Exercise requirements:
[1] In the IVF excerpt, who predicted that a fully formed baby could be "decanted" from an artificial womb by the end of the century?
[2] Continue the IVF excerpt, picking up right after its final sentence.
----- Excerpted text
Despite those warnings, though, IVF development moved forward, until the procedure took on an aura of inevitability. "No one doubts that well-documented embryo implants and transplants will occur, probably within a year or two," the Times noted, also in 1974.
Indeed, test-tube production is advancing at such a pace that Dr. Bentley Glass, former president of the American Association of Advancement of Science, has predicted that by the end of this century a fully formed baby could be 'decanted' from an artificial womb.
But whether such a procedure should be performed at all, and under what circumstances, is currently the subject of an unusually wide-ranging and sometimes bitter debate. It is a debate that rages in the background as the potential 'predestinators' -- the researchers themselves -- go forward, proceeding 'Russianlike' in their operating theaters, their critics say, oblivious to the hue and cry rising behind them.
For many of those critics, the fear wasn't in vitro itself, but the slippery slope it suggested. "First came artificial insemination, then the test-tube baby," Anne Taylor Fleming wrote in 1980; "now researchers are experimenting with transplanting embryos from woman to woman. Such scientific breakthroughs raise fears of a brave new world where parents can select their child's gender and traits, where babies will gestate in laboratories and where the question of abortion ethics pales in the face of an even more complicated question -- the ethics of manufacturing human life."
----------
----- Provided data
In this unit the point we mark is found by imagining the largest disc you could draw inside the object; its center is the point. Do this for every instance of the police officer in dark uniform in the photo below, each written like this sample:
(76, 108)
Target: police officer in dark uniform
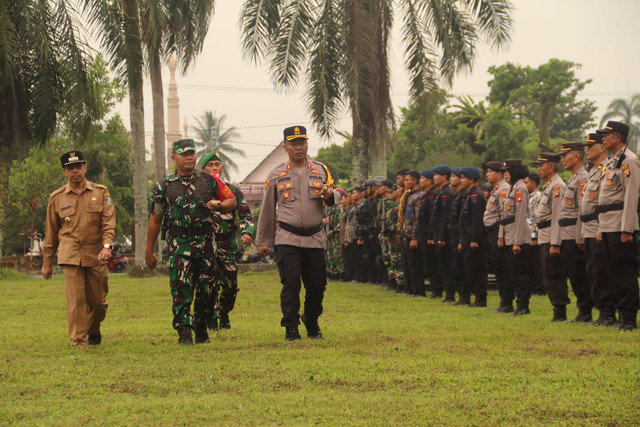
(473, 239)
(299, 187)
(439, 229)
(618, 222)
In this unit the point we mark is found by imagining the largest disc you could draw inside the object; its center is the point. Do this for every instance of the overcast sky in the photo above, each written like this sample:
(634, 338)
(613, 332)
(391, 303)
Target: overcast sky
(603, 36)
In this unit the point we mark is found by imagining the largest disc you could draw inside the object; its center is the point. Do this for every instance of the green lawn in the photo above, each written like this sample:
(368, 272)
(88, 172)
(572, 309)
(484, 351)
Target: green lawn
(386, 359)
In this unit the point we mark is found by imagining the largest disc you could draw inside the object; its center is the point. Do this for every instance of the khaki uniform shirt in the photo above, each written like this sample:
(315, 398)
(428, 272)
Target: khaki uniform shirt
(515, 230)
(589, 201)
(549, 210)
(297, 197)
(495, 204)
(78, 225)
(620, 185)
(570, 208)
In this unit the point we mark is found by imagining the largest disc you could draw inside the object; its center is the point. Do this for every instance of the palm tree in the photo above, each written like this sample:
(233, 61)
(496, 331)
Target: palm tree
(43, 74)
(343, 47)
(170, 27)
(212, 136)
(120, 36)
(626, 110)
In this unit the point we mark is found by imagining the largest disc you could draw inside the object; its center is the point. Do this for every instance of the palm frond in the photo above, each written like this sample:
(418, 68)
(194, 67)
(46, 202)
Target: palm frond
(495, 19)
(324, 71)
(288, 53)
(260, 20)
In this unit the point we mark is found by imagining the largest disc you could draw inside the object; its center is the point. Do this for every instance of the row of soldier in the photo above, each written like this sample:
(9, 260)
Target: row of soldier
(438, 225)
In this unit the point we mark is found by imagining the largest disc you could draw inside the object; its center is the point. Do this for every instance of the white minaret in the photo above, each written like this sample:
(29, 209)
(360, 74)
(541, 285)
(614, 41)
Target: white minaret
(173, 107)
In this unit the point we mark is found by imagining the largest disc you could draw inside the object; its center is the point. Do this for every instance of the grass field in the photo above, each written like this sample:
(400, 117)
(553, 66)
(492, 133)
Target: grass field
(386, 359)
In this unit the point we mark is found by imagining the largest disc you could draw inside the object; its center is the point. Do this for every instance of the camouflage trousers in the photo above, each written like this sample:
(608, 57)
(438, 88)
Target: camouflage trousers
(188, 276)
(392, 257)
(227, 278)
(335, 265)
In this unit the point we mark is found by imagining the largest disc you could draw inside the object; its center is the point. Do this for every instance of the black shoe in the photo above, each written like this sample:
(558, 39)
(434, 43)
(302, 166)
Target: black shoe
(584, 315)
(559, 313)
(94, 339)
(200, 332)
(449, 297)
(184, 332)
(607, 317)
(628, 320)
(522, 308)
(224, 321)
(313, 329)
(481, 301)
(292, 333)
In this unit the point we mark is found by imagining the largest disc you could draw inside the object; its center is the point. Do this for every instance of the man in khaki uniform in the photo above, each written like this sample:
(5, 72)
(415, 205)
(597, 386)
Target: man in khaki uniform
(595, 267)
(491, 220)
(515, 234)
(81, 223)
(618, 221)
(548, 220)
(573, 250)
(298, 188)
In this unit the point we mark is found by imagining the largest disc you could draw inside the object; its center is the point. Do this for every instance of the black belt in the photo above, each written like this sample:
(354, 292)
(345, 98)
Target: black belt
(567, 221)
(190, 232)
(612, 207)
(300, 231)
(589, 217)
(507, 221)
(490, 228)
(544, 224)
(225, 236)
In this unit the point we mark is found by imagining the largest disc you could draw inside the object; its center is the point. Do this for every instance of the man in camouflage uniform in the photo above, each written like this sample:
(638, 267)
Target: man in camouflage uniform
(185, 199)
(227, 247)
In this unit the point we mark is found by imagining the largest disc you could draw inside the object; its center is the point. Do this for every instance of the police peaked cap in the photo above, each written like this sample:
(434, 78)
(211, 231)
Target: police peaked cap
(427, 173)
(494, 165)
(441, 169)
(71, 158)
(592, 139)
(471, 173)
(570, 146)
(619, 127)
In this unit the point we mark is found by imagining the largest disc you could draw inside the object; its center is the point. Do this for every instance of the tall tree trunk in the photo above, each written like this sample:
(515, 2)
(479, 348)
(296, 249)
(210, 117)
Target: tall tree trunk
(359, 154)
(136, 113)
(157, 95)
(545, 126)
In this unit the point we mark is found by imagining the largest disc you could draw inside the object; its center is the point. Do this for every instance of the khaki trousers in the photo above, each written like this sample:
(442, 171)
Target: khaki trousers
(86, 289)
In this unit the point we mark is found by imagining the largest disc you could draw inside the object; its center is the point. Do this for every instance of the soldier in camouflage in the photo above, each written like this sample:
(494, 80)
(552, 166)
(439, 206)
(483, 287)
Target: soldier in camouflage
(185, 200)
(226, 226)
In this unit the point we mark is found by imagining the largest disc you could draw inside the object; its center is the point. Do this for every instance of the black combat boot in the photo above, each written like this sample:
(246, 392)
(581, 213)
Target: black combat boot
(628, 319)
(292, 333)
(504, 307)
(224, 321)
(584, 315)
(213, 324)
(607, 317)
(94, 339)
(522, 308)
(559, 313)
(465, 299)
(450, 296)
(481, 301)
(184, 332)
(200, 332)
(313, 329)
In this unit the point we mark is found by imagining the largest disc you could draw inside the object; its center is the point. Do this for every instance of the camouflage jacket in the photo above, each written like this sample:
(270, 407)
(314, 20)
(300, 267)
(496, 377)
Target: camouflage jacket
(225, 225)
(183, 202)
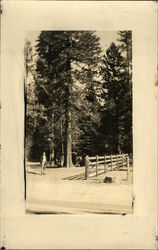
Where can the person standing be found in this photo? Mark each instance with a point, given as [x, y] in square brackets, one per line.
[43, 163]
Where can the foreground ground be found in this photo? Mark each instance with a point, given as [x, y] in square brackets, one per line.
[64, 190]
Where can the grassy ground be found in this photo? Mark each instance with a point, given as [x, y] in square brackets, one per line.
----------
Written responses:
[1] Dr. Bentley Glass, former president of the American Association of Advancement of Science.

[2]
And the complicatedness of that question meant that Lesley Brown faced the danger not just of a brand-new medical procedure, but also of a morally indignant public. While on bed rest, in a public hospital, during her pregnancy, Brown had to be moved from her room in response to a bomb threat(later proved a hoax). Later, she, John, and Louise had to move to a new home -- one with a private backyard -- so that she could take Louise outside without encountering camped-out reporters. As Louise, now 34 and a mother to her own son, put it: "Mum was a very quiet and private person who ended up in the world spotlight because she wanted a family so much."
Today, more than thirty years after Lesley Brown got her family (she would go on to have another daughter, Natalie, also via IVF), the procedure that got it for her isn't without its remaining controversies. The Catholic Church teaches that "IVF violates the rights of the child: it deprives him of his filial relationship with his parental origins and can hinder the maturing of his personality. It objectively deprives conjugal fruitfulness of its unity and integrity, it brings about and manifests a rupture between genetic parenthood, gestational parenthood, and responsibility for upbringing." In 2010, Catholic bishops in Poland branded in-vitro fertilization "the younger sister of eugenics."
In the broader culture, though, IVF has won the best thing that a controversial technology can: widespread acceptance. Just a year after Lesley Brown gave birth to her first daughter, cultural normalization seemed a foregone conclusion. In a 1979 year-in-review edition of its paper, theSarasota Herald Tribune reprinted James Watson's "all hell will break loose" exhortations against IVF. It then remarked, simply: "He was mistaken." And in 2010, Robert Edwards won the Nobel Prize in medicine for his role in pioneering the IVF procedure. The Nobel committee cited achievements that have "made it possible to treat infertility, a medical condition affecting a large proportion of humanity."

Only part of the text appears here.